- WORK TO DO: Gather every line in the records below that contains the string "clear", and copy each of those lines.

- INPUT DATA:
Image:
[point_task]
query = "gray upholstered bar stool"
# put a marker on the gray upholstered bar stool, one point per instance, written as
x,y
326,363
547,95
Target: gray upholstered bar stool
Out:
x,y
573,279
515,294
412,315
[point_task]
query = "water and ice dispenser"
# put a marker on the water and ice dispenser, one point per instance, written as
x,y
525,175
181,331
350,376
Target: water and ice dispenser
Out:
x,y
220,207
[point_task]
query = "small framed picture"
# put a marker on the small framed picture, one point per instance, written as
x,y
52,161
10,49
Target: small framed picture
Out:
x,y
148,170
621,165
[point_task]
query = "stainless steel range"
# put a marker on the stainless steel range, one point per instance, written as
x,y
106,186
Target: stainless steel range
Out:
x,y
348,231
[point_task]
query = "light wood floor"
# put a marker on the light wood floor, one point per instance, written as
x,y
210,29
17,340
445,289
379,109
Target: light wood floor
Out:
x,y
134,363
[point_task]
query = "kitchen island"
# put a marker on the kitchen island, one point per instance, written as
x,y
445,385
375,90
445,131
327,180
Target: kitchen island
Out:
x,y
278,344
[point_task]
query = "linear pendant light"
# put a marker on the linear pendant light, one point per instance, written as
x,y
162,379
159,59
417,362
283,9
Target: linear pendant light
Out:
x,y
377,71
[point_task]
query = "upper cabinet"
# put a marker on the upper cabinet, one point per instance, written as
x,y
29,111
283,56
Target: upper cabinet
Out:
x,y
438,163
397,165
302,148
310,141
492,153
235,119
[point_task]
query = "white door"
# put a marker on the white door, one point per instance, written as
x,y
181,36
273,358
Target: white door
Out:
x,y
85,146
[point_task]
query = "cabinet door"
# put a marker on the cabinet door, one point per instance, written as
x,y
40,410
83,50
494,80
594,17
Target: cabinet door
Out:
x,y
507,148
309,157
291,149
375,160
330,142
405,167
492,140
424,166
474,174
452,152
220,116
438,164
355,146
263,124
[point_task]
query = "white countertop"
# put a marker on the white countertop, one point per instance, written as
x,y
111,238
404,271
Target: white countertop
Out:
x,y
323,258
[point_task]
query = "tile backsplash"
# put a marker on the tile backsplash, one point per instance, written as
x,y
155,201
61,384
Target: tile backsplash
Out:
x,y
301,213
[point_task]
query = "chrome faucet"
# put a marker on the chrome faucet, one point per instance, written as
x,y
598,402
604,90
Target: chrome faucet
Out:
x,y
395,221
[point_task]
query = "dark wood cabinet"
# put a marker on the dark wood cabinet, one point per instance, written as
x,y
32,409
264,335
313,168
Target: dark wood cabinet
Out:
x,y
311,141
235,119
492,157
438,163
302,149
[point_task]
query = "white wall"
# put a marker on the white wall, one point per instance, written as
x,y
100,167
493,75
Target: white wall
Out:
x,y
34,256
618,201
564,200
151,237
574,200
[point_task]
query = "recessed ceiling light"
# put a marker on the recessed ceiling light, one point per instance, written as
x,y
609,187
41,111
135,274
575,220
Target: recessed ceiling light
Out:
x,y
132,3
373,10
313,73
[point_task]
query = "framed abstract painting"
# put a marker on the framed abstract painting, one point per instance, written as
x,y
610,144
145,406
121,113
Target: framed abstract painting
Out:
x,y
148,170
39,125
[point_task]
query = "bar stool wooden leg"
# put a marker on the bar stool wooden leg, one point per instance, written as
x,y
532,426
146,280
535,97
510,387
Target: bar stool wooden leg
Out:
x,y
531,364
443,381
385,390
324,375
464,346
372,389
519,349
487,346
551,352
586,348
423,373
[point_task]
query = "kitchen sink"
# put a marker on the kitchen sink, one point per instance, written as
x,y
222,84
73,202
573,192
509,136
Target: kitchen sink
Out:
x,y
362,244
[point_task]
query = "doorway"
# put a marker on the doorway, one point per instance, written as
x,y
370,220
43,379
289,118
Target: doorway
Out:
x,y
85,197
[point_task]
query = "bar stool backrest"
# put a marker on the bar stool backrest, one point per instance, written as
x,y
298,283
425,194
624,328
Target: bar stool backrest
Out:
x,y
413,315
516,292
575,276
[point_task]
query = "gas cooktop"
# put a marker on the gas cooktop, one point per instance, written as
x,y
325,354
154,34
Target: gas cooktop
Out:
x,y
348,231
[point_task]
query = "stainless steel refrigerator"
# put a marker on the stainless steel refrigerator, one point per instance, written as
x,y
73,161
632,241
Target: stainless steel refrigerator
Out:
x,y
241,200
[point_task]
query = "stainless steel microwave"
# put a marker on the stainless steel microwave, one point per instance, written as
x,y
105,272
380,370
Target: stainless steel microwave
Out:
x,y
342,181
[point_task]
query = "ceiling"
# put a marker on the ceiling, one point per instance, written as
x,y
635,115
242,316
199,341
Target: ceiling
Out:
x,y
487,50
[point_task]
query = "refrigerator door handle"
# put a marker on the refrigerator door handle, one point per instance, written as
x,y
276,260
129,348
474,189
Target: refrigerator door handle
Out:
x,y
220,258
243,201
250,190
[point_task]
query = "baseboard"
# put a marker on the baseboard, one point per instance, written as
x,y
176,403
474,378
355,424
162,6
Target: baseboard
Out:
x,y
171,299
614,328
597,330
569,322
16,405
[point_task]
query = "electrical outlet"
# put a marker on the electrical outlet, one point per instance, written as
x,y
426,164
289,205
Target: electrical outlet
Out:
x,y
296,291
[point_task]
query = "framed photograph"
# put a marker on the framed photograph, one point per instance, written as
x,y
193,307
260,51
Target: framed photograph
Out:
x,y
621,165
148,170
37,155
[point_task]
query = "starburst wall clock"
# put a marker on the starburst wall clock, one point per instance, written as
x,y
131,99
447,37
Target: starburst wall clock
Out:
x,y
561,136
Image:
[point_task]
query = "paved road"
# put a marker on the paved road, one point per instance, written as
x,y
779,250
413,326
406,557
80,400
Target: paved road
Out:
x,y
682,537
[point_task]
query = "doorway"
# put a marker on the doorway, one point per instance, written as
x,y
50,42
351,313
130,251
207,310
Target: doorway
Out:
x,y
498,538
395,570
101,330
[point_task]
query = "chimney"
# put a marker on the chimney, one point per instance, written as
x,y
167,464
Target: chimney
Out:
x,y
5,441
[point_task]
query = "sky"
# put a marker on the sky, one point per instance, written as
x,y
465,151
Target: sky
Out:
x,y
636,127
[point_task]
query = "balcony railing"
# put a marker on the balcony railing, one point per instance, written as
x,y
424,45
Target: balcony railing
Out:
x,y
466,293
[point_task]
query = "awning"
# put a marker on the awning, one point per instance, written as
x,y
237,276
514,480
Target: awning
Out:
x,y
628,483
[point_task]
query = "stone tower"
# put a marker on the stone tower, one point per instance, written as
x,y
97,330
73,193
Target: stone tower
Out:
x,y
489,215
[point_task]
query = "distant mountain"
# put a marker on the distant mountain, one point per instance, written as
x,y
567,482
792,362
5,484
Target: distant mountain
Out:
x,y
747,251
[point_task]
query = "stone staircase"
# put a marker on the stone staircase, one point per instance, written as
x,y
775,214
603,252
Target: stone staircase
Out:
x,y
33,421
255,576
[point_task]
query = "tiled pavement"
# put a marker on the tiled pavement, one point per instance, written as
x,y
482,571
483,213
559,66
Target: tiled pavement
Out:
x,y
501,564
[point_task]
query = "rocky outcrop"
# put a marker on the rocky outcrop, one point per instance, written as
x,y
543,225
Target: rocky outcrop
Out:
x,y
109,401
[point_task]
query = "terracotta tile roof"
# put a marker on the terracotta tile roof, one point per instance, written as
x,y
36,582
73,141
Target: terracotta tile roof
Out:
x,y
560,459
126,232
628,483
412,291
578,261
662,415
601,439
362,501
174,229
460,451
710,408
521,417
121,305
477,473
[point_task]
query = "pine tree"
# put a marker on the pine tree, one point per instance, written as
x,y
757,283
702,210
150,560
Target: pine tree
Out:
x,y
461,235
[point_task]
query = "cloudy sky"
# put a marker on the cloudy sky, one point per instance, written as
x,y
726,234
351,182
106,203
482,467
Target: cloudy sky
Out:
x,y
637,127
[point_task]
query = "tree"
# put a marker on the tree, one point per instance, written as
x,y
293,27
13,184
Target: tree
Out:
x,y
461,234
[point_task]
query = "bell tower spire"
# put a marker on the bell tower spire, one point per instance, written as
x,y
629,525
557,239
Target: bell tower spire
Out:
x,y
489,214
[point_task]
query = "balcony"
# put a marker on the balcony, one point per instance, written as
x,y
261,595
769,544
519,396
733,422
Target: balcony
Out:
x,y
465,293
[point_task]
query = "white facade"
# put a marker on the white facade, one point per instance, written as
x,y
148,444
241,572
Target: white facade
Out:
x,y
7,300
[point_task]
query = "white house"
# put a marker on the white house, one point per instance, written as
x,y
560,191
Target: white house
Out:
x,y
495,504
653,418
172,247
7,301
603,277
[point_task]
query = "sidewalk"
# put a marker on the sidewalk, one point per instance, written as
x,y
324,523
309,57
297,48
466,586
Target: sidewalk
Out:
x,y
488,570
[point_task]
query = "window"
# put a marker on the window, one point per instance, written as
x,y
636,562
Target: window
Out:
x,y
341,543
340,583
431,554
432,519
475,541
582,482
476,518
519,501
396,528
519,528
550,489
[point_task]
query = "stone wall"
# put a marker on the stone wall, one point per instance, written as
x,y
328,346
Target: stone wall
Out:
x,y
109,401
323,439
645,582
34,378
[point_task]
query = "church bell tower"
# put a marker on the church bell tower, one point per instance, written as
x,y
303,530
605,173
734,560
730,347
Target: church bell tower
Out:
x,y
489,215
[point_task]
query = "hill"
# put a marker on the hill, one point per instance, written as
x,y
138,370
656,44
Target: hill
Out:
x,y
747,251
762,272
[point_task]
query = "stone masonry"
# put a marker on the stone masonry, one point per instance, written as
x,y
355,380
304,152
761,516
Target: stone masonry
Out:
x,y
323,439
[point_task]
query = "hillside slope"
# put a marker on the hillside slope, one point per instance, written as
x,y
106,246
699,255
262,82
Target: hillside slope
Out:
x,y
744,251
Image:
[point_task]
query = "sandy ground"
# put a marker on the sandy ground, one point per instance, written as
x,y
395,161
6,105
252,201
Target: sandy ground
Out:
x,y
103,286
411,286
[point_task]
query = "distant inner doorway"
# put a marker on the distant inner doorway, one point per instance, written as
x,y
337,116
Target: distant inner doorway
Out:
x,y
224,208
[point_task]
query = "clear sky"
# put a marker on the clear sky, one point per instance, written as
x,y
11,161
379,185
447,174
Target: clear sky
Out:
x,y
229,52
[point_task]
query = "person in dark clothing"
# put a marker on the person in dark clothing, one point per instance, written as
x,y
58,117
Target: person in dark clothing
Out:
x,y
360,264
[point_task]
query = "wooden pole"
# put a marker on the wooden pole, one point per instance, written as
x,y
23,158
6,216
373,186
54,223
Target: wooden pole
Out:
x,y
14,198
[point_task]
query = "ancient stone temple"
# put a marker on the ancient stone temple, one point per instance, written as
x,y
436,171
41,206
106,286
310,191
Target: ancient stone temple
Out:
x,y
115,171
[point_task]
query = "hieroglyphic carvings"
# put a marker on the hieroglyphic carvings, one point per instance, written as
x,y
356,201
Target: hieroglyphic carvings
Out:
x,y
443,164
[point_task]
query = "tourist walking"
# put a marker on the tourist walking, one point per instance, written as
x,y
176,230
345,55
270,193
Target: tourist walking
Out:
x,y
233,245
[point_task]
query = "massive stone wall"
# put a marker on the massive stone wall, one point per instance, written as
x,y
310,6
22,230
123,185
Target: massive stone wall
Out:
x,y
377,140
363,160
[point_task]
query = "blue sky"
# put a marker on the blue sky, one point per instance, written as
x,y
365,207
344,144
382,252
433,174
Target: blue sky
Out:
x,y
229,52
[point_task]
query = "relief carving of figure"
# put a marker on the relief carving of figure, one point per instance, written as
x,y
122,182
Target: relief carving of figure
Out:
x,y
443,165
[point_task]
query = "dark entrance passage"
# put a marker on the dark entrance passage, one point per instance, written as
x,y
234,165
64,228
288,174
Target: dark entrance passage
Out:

- ANSWER TO THE PROBLEM:
query = "clear sky"
# put a marker on the clear sky, one point per instance, written as
Target: clear sky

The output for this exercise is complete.